Segment Start: Task input

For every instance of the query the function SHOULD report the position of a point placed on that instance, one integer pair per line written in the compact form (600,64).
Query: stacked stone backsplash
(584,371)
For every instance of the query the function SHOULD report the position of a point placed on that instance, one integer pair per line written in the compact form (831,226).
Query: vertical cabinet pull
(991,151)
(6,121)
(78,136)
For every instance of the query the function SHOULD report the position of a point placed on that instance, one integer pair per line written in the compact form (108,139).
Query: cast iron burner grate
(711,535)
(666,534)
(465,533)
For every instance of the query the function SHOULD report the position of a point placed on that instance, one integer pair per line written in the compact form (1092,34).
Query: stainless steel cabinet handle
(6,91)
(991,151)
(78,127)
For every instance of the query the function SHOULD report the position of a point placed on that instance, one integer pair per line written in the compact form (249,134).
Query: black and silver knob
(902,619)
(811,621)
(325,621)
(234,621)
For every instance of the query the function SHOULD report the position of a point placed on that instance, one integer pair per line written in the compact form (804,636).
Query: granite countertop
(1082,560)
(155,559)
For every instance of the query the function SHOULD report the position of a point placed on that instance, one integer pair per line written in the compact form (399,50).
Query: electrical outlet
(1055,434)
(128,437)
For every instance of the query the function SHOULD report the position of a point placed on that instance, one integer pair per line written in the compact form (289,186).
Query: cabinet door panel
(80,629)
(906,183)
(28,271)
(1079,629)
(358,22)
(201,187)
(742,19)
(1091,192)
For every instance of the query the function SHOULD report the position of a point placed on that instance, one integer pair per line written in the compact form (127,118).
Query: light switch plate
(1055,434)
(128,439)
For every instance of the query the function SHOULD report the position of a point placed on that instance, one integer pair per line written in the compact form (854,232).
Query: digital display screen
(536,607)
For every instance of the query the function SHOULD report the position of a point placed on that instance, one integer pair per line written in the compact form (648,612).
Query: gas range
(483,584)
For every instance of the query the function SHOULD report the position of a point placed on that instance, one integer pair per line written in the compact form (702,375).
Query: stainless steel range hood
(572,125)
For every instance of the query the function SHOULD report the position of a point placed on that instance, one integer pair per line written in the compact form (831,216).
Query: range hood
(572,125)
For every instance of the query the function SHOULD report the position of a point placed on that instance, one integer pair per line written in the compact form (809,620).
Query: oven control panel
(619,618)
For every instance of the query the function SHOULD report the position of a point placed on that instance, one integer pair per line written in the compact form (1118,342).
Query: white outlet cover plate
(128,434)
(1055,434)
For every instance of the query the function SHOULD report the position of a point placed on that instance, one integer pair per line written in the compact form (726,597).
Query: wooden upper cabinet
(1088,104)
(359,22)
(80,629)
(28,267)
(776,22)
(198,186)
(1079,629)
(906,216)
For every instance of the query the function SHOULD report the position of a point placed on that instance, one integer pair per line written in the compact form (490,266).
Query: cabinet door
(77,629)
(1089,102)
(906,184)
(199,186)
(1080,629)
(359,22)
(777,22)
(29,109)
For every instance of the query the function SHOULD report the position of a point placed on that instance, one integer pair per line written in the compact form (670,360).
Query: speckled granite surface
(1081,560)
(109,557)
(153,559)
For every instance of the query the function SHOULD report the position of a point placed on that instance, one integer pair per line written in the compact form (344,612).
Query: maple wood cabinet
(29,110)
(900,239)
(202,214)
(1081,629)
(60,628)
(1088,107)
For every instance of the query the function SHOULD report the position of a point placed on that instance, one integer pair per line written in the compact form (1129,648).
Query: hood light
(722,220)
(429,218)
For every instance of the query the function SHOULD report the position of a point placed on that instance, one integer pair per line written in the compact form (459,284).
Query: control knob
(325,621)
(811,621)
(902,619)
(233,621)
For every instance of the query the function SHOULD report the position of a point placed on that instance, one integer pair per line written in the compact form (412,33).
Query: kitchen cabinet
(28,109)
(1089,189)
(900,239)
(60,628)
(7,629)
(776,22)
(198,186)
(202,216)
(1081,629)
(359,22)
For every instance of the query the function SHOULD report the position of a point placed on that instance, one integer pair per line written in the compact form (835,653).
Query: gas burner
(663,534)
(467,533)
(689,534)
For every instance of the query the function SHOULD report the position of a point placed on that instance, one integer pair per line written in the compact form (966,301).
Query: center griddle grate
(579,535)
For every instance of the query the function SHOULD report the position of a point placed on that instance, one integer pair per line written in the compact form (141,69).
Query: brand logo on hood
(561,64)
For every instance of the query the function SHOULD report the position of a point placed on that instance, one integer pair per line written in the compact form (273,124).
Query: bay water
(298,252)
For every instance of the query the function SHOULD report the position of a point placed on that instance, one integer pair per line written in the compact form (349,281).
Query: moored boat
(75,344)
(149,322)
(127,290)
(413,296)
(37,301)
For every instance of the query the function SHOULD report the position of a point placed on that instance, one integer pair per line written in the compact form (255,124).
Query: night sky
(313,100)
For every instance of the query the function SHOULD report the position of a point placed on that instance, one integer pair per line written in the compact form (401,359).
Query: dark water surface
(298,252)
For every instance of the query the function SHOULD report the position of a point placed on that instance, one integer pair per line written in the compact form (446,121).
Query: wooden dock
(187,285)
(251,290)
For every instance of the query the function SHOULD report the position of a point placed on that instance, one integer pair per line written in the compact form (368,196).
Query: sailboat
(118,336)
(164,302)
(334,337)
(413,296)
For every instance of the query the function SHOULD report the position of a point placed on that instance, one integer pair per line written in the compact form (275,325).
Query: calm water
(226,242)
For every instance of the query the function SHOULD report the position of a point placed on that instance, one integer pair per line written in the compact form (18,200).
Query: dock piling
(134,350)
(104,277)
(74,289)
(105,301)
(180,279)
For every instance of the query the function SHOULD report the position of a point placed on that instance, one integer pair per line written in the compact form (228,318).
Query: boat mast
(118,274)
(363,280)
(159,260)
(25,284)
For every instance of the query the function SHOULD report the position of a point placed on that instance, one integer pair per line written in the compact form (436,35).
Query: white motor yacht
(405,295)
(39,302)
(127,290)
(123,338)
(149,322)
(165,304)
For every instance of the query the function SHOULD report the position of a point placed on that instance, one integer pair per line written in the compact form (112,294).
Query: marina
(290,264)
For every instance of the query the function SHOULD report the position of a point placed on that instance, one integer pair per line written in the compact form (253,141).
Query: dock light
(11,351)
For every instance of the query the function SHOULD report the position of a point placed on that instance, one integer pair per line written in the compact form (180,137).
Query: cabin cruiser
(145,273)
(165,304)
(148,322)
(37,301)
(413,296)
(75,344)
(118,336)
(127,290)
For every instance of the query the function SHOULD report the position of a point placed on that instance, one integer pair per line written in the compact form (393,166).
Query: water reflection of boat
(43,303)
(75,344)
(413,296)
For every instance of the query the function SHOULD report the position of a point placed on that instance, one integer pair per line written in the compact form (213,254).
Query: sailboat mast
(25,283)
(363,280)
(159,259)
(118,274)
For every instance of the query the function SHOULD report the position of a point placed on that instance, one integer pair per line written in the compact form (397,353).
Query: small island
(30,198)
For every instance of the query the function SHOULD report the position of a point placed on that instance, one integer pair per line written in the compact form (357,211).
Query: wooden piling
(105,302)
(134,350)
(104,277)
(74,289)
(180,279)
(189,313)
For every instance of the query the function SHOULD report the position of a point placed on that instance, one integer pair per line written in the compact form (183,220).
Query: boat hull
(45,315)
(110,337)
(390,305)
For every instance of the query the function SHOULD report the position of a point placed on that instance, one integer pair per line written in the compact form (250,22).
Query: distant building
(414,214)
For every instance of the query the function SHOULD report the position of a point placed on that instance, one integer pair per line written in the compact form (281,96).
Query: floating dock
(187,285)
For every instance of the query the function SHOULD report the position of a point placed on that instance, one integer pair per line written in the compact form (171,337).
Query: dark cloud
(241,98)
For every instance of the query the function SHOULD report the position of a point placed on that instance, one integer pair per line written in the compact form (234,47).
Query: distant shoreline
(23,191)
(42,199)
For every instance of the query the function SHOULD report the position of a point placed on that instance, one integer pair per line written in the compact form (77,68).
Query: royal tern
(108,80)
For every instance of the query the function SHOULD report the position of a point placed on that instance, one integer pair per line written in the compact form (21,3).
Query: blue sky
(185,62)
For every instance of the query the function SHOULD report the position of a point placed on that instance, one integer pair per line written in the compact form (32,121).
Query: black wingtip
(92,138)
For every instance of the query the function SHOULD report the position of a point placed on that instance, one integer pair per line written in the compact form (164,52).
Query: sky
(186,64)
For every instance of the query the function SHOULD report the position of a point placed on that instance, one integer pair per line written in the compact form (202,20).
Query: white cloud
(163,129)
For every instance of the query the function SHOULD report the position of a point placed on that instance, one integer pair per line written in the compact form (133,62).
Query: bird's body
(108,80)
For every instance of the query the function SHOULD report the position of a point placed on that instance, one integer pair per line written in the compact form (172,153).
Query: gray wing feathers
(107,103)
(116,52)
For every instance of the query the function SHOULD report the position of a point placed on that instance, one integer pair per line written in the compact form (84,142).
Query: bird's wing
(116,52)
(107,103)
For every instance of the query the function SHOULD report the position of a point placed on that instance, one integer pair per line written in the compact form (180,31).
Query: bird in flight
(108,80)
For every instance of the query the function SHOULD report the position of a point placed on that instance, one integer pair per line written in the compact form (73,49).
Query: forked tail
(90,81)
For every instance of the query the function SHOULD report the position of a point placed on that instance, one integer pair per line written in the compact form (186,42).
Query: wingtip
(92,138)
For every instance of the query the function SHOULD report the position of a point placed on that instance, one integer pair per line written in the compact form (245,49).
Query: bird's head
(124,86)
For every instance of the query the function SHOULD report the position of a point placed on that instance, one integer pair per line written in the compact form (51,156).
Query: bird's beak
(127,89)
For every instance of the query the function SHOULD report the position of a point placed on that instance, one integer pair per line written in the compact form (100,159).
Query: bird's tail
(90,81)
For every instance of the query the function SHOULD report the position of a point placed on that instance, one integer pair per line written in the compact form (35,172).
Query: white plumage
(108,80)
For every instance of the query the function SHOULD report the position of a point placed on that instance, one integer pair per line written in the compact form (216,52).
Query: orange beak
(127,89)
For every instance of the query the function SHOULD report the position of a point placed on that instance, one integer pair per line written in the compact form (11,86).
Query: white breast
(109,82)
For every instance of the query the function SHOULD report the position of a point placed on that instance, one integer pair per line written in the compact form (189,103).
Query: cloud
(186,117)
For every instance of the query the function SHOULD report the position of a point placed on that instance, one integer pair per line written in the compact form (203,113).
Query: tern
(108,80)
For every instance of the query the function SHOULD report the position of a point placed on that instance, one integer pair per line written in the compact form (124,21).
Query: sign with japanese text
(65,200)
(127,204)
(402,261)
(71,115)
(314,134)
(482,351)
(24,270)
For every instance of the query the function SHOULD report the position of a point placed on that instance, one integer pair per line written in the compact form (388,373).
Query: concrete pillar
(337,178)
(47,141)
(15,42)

Segment End: Task input

• _Work instruction_: Taking the lines above, repeat exactly those from the line that contains "Query: cabinet door panel" through the line that contains "compact form (127,118).", and both of those lines as well. Include nothing else.

• _Exercise response_:
Query: cabinet door panel
(80,629)
(906,183)
(28,271)
(1079,629)
(358,22)
(201,187)
(742,19)
(1091,192)
For every instance of the query the function SHOULD report the position of a point placed on that instance, one integer pair per line written in the compact form (127,118).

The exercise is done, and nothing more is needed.